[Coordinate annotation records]
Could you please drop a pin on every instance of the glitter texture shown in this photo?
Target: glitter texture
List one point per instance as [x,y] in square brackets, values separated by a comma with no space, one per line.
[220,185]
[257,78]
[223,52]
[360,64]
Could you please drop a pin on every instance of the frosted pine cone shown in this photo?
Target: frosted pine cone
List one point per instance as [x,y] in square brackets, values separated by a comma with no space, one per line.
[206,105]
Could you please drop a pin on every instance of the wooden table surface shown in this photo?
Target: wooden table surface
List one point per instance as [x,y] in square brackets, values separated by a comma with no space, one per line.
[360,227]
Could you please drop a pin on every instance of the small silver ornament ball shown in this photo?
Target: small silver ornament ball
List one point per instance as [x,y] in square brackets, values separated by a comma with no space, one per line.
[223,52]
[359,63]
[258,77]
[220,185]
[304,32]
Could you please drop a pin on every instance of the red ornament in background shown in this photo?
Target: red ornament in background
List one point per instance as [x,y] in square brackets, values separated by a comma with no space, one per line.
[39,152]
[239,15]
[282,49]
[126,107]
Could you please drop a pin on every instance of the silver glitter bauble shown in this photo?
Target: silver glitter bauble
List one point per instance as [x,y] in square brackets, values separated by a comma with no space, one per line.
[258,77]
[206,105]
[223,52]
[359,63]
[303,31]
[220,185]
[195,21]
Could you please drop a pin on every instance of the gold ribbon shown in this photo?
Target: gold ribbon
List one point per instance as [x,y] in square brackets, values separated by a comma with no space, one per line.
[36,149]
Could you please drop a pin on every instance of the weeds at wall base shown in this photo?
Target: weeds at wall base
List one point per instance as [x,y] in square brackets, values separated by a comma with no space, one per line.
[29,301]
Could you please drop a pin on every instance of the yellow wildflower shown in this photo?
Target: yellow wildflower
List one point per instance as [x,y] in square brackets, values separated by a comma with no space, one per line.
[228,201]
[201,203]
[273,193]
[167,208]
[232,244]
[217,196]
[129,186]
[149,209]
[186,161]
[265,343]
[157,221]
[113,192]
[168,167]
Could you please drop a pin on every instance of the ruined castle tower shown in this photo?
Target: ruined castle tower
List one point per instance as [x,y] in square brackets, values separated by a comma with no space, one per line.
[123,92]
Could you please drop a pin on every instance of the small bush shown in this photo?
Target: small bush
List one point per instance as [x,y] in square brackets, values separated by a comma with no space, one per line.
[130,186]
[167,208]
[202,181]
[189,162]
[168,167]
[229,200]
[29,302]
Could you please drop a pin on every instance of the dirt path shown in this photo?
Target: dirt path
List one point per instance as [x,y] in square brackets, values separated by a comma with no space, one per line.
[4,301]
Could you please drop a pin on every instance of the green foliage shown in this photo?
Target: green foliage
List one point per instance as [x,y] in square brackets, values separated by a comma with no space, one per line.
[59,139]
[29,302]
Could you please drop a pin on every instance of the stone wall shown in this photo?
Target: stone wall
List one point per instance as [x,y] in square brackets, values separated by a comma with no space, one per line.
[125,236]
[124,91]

What is being asked:
Extract all of the lines above and reproduce them verbatim, with no changes.

Result of the task:
Could you please drop a pin on every instance of the glitter texture shown in this photo?
Target: glitter texture
List one point per instance as [x,y] in square brackets, values separated by a comma with no space, one per line.
[220,185]
[257,78]
[223,52]
[360,64]
Could you please drop a pin on every instance of the frosted pine cone shown in this photo?
Target: frosted pine cone
List one point per instance as [x,y] in square brackets, values separated by a comma with no space, one per line.
[206,105]
Could you please drop a pin on every instance of the wooden table surface shown in this photo?
Target: wooden table surface
List one point per instance as [x,y] in square brackets, values separated by a comma with no space, one per line.
[360,227]
Could you please drop a pin on every instance of the small silver ornament ball shown in this photo?
Target: small silver ornament ball
List one point per instance as [x,y] in square brackets, values separated by a comma with no space, one per line.
[223,52]
[359,63]
[258,77]
[220,185]
[304,32]
Could you please drop a pin on every instance of the red ornament in background shown in this photo?
Target: red ornament in background
List one point per instance as [x,y] in square brackets, values separated by a comma with no space, one per line.
[39,152]
[239,15]
[282,49]
[126,107]
Could you please drop a pin on every instance of the silver glitter bauble shown in this photo?
Target: silver glitter bauble
List one point per instance as [x,y] in square brackets, values separated by a comma with no space, one per line.
[258,77]
[206,105]
[223,52]
[359,63]
[303,31]
[220,185]
[195,21]
Could you please drop a pin on every instance of the gold ribbon shown in this photo?
Target: gold ribbon
List one point per instance as [x,y] in square brackets, values separated by a comma with no space, one per line.
[36,149]
Could you please drop a pin on every instance of the weeds at wall base shown in this photo?
Target: weeds at wall base
List one point per instance as [x,y] in square brackets, values separated by a comma with no space, one per line.
[29,301]
Could you please drop a pin on every instance of the yellow wildflower shown in this photo?
Target: yellow wildflower
List one point per instance as [x,y] in square brackets, values separated by a comma with no space, one per line.
[228,201]
[201,203]
[273,193]
[167,208]
[232,244]
[217,196]
[129,186]
[149,209]
[186,161]
[265,343]
[157,221]
[113,192]
[168,167]
Could you please drop a pin on every instance of the ruined castle tower shown in this photo?
Target: ruined castle tower
List one point per instance as [x,y] in square brackets, values separated by a comma with no space, one per line.
[123,92]
Could you please drop a pin on every instance of the small bush shown in this photo?
Target: small bush
List one point per instance as [x,y] in square brackets, values separated by a comma with no space, one per line.
[130,186]
[167,208]
[202,181]
[189,162]
[168,167]
[229,200]
[29,302]
Could you please drop a pin on every instance of the dirt path shown in this photo?
Target: dirt path
List one point per instance as [x,y] in square brackets, values separated by a comma with no space, one per line.
[4,301]
Could you please drop a pin on every instance of the green foliage shown in this photo?
Target: green foliage
List one point per instance as [x,y] in square brackets, values separated by a comma with no space, one per line.
[59,139]
[29,302]
Could you please drop a pin on every instance of the stone wall shown in this photo?
Target: stone wall
List one point per instance as [x,y] in square brackets, values separated by a comma with no space, one per line.
[125,236]
[124,91]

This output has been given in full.